Consignes:
**1.** D'après le texte sur Gaza et le choc des civilisations, à quel mois et en quelle année la chronique sur l'utilité de l'Onu et de son conseil de sécurité a-t-elle été présentée ?
**2.** Rédigez la suite du texte sur Gaza et le choc des civilisations à partir de sa dernière phrase.

Texte du document:
= = = = = = =

Point de vue: Gaza et le choc des civilisations.
Si on admet la thèse d’Huntington (le choc des civilisations) et aujourd’hui beaucoup de faits l’accréditent, l’Onu en la forme actuelle ne sert plus à rien. Jusque-là et dans le système idéologique qui lui a donné naissance, elle peut à peine arbitrer entre des Etats, membres de l’Onu, on voit mal comment elle pourrait arbitrer entre des civilisations, des morales, des identités, qui transcendent les frontières des nations et des Etats.
Dans une chronique présentée au cours du mois d’octobre 2008, nous nous étions posé la question de l’utilité de l’Onu et de son conseil de sécurité et dans une chronique suivante du même mois nous nous étions demandé si les crises qui se multipliaient dans le monde sous nos yeux ces dernières décennies étaient des crises locales et ponctuelles ou si elles s’inscrivaient dans un plan plus large, comme les pièces d’un puzzle, et qu’au bout ce qui était visé c’est la restructuration des rapports de force dans le monde, dont une des étapes cruciale a été franchie en 89 avec la chute du mur de Berlin et l’effondrement du bloc soviétique.

= = = = = = =

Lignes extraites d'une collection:
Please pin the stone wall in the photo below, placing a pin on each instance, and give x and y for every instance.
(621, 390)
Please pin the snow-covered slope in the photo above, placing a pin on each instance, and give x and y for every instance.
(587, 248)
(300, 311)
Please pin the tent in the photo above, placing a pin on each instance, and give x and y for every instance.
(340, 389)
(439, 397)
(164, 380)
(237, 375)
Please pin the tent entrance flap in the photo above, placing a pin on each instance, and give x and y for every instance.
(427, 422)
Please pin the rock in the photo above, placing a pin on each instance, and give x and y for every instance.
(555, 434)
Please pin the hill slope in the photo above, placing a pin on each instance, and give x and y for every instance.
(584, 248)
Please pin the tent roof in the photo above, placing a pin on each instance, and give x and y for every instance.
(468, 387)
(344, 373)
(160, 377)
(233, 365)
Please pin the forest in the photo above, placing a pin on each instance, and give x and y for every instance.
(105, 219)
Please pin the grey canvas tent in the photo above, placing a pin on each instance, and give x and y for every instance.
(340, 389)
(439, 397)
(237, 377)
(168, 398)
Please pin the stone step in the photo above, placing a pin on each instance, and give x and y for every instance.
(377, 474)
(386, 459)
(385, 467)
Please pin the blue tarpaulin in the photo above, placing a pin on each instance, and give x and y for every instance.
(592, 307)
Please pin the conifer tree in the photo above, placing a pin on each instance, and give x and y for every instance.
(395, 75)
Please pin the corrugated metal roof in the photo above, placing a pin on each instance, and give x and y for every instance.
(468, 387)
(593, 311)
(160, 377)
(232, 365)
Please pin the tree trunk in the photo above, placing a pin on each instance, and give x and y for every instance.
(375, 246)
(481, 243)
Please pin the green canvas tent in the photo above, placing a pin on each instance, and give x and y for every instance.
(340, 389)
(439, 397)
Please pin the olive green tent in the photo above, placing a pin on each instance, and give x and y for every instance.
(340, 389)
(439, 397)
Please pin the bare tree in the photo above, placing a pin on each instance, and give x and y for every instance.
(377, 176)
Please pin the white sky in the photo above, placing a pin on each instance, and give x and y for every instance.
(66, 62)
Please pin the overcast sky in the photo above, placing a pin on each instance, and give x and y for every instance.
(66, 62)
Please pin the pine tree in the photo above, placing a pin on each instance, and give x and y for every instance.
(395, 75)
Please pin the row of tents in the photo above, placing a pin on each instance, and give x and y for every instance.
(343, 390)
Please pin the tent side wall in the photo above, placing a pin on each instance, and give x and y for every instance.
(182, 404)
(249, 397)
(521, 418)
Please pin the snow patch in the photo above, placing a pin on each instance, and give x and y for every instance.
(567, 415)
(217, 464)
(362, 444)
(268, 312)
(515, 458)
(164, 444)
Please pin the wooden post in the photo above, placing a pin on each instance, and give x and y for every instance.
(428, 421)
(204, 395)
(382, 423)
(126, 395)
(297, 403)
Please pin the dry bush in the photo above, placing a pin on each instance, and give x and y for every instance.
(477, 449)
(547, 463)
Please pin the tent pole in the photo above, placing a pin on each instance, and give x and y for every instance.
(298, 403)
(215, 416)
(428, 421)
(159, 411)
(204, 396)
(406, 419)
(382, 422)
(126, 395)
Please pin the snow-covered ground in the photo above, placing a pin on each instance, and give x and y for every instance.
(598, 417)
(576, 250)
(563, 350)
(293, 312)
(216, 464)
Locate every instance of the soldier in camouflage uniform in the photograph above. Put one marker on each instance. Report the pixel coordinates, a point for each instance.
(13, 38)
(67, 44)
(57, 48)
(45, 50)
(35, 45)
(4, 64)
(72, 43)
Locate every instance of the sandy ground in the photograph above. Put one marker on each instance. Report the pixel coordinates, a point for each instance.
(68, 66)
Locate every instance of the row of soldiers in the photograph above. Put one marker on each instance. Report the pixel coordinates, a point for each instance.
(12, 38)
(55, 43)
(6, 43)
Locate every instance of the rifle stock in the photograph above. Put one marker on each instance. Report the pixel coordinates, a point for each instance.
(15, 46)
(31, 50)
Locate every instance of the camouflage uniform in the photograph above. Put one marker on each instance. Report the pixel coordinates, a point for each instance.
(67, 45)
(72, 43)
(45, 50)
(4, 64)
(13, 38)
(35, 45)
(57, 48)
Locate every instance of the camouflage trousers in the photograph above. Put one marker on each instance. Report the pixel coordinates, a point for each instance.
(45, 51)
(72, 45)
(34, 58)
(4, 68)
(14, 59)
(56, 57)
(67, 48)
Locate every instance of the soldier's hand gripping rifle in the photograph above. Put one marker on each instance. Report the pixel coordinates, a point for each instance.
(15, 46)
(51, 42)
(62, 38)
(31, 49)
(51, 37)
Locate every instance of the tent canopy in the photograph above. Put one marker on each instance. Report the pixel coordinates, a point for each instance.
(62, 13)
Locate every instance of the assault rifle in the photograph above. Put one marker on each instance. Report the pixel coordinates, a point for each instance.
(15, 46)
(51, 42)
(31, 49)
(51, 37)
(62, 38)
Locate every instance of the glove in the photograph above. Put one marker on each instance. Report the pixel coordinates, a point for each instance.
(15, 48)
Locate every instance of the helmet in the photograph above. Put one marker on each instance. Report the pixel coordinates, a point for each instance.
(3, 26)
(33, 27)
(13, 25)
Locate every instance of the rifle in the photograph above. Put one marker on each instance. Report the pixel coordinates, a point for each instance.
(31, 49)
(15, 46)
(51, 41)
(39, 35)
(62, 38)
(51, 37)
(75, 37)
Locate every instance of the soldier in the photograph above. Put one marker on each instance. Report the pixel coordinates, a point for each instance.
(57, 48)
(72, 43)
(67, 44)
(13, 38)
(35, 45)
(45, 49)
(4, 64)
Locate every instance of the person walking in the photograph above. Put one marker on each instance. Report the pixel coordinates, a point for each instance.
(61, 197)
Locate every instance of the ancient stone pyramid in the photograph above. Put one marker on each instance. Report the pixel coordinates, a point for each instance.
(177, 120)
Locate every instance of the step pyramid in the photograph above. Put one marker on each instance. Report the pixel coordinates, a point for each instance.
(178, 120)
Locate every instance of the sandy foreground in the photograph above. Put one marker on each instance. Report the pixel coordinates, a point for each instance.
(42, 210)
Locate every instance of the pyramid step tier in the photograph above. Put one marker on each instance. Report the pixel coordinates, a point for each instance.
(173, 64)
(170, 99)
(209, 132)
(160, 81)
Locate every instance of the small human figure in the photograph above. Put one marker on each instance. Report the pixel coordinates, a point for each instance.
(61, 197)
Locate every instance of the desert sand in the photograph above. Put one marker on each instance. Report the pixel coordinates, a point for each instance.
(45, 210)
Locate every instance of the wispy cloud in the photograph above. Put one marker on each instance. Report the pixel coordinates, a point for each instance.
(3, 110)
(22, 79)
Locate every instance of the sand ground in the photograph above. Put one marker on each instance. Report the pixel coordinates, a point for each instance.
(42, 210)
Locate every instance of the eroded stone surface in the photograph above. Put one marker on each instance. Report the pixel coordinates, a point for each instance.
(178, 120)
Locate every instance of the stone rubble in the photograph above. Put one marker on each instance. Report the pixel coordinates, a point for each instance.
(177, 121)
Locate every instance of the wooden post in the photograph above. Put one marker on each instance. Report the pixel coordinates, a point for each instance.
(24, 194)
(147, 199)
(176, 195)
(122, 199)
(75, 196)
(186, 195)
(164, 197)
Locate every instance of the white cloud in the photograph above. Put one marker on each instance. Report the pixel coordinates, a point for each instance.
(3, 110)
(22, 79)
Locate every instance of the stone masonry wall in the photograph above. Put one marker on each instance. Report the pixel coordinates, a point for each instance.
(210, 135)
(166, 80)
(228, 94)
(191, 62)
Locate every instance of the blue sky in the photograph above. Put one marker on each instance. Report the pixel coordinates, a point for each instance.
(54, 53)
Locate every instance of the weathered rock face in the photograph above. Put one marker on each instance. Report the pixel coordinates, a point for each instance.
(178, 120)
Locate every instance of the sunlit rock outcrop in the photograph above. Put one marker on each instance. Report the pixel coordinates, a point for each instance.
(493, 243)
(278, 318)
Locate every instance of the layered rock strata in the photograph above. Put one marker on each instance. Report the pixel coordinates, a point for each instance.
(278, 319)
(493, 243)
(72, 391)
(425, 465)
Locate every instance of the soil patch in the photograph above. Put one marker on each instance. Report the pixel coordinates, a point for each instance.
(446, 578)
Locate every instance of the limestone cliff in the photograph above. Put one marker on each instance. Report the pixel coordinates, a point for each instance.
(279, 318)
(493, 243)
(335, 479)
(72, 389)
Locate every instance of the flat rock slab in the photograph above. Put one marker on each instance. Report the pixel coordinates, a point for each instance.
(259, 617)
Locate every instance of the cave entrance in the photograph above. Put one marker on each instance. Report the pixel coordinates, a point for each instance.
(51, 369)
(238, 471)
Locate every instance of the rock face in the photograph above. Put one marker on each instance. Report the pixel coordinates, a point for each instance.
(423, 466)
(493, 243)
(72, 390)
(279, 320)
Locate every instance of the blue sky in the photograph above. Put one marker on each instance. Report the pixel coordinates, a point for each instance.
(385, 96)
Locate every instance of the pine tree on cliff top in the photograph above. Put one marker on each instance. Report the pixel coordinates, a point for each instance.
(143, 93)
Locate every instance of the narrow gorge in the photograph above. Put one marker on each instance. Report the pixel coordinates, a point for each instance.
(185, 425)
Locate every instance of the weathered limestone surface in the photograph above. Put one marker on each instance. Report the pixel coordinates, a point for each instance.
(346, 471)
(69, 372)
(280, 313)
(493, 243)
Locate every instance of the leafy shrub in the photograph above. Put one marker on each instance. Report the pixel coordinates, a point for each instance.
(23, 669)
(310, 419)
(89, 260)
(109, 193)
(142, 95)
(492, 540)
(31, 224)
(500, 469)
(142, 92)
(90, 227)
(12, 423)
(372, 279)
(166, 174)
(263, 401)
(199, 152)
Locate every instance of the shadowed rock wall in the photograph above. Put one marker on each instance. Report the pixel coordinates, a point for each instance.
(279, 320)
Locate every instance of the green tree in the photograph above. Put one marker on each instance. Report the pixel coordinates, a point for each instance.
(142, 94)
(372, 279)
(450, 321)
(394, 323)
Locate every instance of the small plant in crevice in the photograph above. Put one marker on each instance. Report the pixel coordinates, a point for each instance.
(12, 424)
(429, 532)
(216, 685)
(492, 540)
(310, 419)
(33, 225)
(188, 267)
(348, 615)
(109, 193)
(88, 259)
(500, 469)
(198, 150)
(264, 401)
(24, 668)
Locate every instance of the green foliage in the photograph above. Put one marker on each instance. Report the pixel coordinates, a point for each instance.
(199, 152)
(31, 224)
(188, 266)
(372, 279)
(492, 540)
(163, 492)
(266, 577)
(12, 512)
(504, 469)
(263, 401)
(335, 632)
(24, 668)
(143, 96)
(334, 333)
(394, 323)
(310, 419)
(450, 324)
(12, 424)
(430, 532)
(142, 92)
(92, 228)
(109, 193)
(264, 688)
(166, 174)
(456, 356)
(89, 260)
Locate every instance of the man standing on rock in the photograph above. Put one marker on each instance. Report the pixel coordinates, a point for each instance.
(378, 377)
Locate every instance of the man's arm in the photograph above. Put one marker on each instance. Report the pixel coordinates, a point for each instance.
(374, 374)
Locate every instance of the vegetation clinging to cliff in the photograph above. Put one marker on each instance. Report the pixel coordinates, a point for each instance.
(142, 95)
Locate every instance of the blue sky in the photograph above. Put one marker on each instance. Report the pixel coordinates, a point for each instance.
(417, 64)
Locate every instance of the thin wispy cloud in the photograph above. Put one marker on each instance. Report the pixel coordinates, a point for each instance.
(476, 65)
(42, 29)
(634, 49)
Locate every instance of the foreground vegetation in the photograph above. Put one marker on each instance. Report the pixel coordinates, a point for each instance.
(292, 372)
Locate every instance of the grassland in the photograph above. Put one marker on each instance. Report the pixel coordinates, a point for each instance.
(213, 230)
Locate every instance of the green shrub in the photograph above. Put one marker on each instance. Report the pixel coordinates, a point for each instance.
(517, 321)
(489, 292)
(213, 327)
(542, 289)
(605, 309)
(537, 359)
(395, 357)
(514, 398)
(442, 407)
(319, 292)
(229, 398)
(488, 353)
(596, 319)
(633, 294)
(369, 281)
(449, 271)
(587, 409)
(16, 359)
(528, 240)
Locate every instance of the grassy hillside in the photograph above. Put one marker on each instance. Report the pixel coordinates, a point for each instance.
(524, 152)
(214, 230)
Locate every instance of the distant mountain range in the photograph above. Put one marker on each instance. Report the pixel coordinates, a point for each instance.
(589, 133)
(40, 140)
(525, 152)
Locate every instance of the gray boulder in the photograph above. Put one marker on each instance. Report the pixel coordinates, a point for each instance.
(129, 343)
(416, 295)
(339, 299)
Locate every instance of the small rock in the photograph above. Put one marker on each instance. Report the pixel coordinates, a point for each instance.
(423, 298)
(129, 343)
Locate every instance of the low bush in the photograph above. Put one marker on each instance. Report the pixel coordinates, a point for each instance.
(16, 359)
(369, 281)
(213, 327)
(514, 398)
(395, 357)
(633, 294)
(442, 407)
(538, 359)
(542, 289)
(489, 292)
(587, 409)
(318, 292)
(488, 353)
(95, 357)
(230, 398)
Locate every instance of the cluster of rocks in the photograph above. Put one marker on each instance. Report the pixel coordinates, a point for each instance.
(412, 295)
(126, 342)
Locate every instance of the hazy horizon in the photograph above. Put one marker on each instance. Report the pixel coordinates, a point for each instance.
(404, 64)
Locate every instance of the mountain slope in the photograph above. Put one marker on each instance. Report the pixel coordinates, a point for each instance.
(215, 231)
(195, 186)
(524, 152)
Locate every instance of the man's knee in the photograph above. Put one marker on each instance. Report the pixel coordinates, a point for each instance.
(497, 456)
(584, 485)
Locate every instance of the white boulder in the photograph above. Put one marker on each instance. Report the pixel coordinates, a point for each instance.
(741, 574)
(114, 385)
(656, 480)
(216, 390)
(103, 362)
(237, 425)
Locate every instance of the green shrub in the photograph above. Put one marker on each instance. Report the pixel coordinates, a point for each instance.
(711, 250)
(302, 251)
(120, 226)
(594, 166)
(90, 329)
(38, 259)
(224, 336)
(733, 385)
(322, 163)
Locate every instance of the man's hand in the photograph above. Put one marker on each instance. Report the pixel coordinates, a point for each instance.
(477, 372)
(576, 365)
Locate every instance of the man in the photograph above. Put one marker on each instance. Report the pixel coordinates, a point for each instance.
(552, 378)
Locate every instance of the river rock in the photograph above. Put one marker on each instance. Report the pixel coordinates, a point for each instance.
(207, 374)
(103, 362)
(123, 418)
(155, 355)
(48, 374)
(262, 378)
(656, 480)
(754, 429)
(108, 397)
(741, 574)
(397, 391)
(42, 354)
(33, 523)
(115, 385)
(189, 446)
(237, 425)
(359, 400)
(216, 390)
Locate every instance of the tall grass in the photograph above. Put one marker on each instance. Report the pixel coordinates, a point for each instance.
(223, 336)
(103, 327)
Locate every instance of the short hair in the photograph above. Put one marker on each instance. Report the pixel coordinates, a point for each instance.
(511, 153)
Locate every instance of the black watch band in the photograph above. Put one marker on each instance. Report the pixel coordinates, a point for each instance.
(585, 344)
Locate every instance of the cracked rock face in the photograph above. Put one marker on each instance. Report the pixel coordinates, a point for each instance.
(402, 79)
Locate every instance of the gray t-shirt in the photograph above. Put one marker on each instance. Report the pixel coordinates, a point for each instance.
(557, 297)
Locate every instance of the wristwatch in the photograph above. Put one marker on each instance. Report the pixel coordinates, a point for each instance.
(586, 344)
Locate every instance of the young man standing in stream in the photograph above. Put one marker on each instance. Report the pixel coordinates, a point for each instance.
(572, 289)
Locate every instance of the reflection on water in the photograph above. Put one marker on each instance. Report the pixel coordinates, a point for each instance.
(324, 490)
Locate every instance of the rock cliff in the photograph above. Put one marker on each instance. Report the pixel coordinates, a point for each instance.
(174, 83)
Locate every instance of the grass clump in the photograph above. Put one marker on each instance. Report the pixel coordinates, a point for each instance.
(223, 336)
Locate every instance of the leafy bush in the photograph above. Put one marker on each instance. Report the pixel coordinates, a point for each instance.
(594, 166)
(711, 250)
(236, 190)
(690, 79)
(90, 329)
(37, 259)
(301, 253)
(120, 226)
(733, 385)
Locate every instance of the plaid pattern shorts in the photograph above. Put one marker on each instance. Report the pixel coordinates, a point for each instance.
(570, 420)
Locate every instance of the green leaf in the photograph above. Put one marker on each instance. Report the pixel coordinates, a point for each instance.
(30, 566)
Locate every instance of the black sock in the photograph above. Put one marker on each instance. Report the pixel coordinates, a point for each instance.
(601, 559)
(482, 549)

= = = = = = =

Résultats de l'exercice:
**1.** Au mois d'octobre 2008.

**2.**
On s’était demandé si, comme le prédisait le professeur américain Samuel Huntington en 1996, nous n’étions pas embarqués, malgré nous ou avec notre consentement, dans quelque chose de plus vaste, une recomposition radicale de la géopolitique mondiale qu’il a décrite dans son fameux et très controversé livre, ayant pour titre : le choc des civilisations ou la recomposition de l’ordre mondial (The Clash of Civilizations and the Remaking of World Order).
Pour faire simple, il dit que nous sommes en train de passer d’une géopolitique qui s’était construite aux 19ème et 20ème siècle sur des clivages idéologiques portés par des nations, communisme contre capitalisme, progressisme contre impérialisme, démocratie contre totalitarisme, etc, à une géopolitique construite sur des clivages culturels, identitaires, religieux qui transcendent les catégories anciennes d’Etat, de nation, d’ethnie, catégories que par ailleurs la mondialisation a considérablement affaiblies, voire rendues caduques.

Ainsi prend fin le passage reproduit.